** start of Dataset records **

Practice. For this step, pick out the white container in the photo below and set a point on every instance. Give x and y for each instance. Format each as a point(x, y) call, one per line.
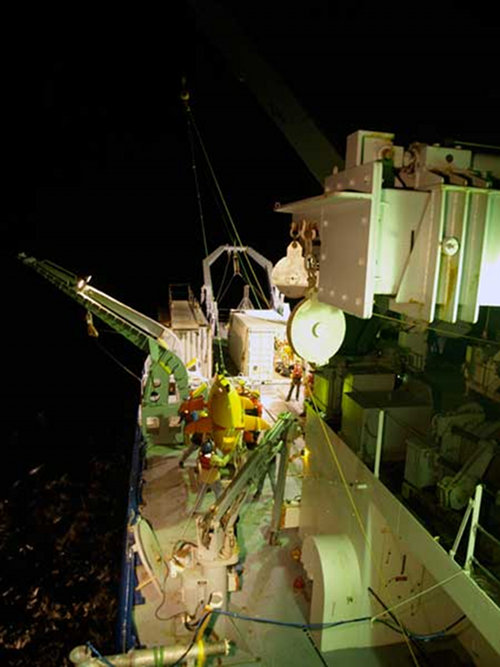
point(251, 340)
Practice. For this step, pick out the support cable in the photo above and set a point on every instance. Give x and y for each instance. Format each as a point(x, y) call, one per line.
point(219, 191)
point(195, 173)
point(357, 514)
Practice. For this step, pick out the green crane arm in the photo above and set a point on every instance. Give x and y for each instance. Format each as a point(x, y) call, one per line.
point(144, 332)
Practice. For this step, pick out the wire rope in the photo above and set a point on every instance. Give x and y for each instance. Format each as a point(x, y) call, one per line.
point(196, 183)
point(219, 191)
point(356, 513)
point(223, 277)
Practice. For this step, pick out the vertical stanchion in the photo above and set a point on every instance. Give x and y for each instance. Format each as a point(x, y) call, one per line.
point(378, 446)
point(473, 528)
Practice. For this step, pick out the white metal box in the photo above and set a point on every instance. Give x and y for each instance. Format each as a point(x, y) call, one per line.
point(405, 415)
point(251, 342)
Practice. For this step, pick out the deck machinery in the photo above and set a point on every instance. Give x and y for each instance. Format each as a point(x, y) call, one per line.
point(397, 529)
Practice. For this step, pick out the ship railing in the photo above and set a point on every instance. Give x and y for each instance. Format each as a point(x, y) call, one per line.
point(472, 512)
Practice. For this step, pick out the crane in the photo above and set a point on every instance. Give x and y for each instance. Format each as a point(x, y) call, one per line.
point(165, 382)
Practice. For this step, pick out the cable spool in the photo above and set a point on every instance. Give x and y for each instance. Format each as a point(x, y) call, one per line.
point(316, 330)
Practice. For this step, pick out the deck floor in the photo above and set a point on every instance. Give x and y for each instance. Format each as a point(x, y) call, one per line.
point(270, 578)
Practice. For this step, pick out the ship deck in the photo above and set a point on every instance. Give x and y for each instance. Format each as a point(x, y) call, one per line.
point(273, 584)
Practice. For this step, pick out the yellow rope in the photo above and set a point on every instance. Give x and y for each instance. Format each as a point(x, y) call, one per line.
point(226, 209)
point(417, 595)
point(357, 514)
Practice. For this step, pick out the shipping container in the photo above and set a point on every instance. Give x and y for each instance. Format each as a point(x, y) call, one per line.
point(252, 339)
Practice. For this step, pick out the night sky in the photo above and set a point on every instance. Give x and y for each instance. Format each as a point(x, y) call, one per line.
point(98, 165)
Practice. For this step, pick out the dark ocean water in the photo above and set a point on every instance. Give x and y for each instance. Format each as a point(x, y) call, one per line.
point(62, 526)
point(67, 438)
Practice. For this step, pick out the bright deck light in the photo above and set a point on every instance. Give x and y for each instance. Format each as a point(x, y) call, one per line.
point(316, 330)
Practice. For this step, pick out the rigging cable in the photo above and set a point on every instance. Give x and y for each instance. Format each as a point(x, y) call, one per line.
point(221, 196)
point(356, 512)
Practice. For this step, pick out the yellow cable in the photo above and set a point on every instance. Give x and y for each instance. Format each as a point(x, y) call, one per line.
point(201, 653)
point(357, 514)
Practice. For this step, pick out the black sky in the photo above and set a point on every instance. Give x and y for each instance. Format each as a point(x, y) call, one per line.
point(99, 172)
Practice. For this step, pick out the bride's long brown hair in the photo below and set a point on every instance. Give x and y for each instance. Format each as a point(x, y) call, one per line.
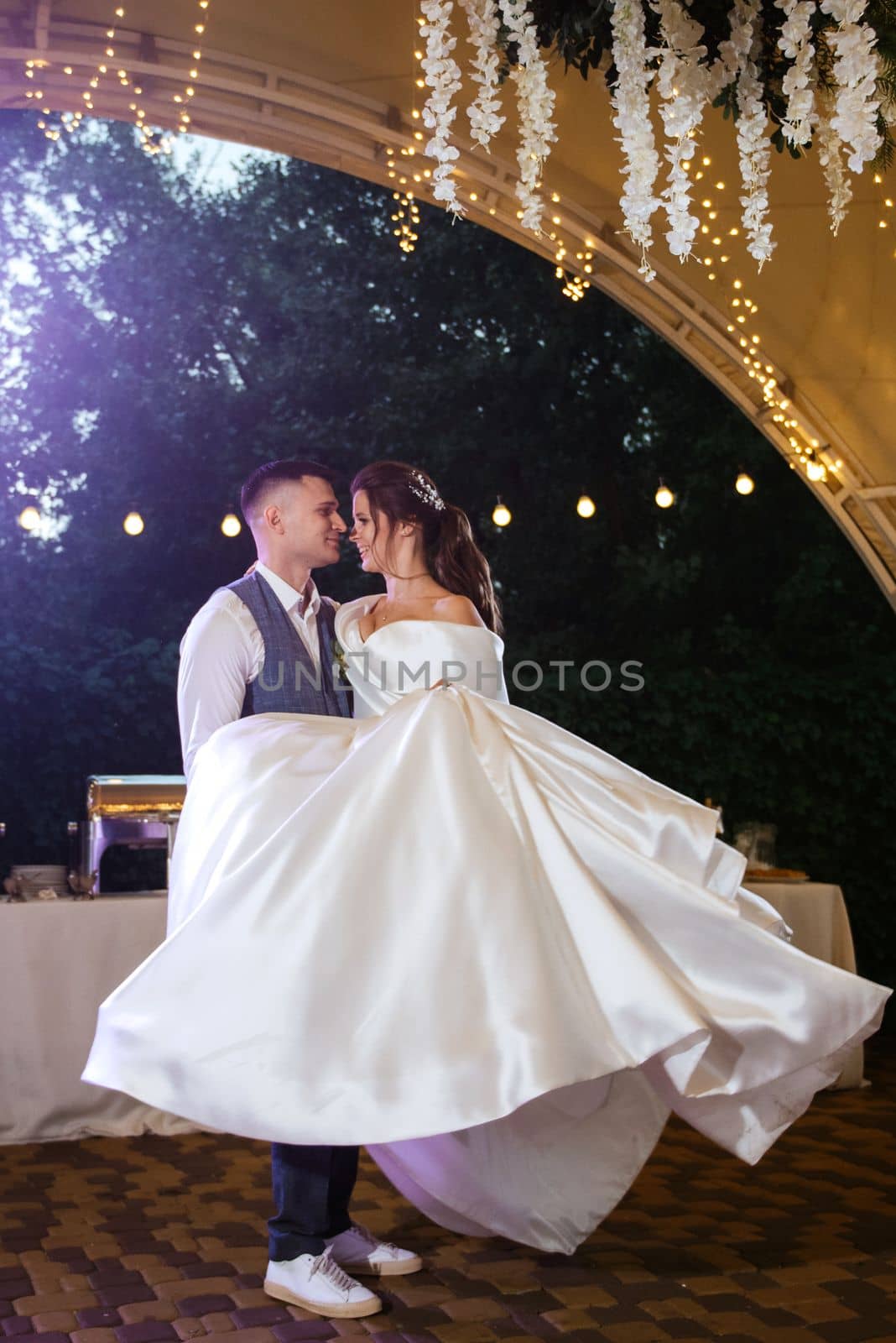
point(403, 494)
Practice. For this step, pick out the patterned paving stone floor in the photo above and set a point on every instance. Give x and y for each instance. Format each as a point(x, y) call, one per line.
point(154, 1240)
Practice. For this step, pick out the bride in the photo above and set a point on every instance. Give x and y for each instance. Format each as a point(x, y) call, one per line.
point(506, 957)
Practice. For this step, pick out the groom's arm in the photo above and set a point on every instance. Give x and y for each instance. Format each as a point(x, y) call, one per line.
point(215, 668)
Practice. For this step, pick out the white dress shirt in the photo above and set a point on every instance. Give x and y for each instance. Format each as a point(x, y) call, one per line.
point(223, 651)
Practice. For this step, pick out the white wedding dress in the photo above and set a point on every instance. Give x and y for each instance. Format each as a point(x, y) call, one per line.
point(477, 944)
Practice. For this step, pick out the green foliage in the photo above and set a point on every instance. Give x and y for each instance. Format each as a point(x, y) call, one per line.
point(163, 340)
point(580, 33)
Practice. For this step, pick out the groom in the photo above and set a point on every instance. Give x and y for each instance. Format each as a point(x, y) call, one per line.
point(264, 645)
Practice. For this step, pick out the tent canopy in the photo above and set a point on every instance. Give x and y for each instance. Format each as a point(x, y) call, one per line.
point(336, 84)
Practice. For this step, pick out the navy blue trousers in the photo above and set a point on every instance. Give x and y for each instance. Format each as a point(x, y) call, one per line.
point(311, 1192)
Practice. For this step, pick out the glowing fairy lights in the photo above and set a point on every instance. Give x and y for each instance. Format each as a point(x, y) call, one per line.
point(109, 69)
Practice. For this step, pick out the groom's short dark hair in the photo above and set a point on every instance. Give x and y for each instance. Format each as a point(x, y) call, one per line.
point(273, 473)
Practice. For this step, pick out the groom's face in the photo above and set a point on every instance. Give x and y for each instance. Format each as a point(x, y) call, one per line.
point(307, 521)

** end of Dataset records **

• _The problem_: Starting with the line that contains "Practice. For this step, pick out the navy", output every line through the end of the listing above, unchanged.

• _The result_:
Practice. For this step, pick out the navy blue trousers in the photo above and set a point on every instance. Give x and y for each instance. Format each as a point(x, y) call, one per line.
point(311, 1192)
Practice. For this step, pick out the glowing fairy lights in the photo above and set a point on every instance. Give x and y for each instance. Format each as a point(x, y) call, one per line.
point(109, 69)
Practice. For this step, pick out the groom's short dark hair in the photo above and set a point on every instance. Give x and y for each instance. Format each as a point(x, y) call, one per line.
point(273, 473)
Practice. For this step, pick out the groom's face in the photo above and set a point on every instance. Give x and y for each instance. Format each as a point(x, y) call, one per line.
point(307, 521)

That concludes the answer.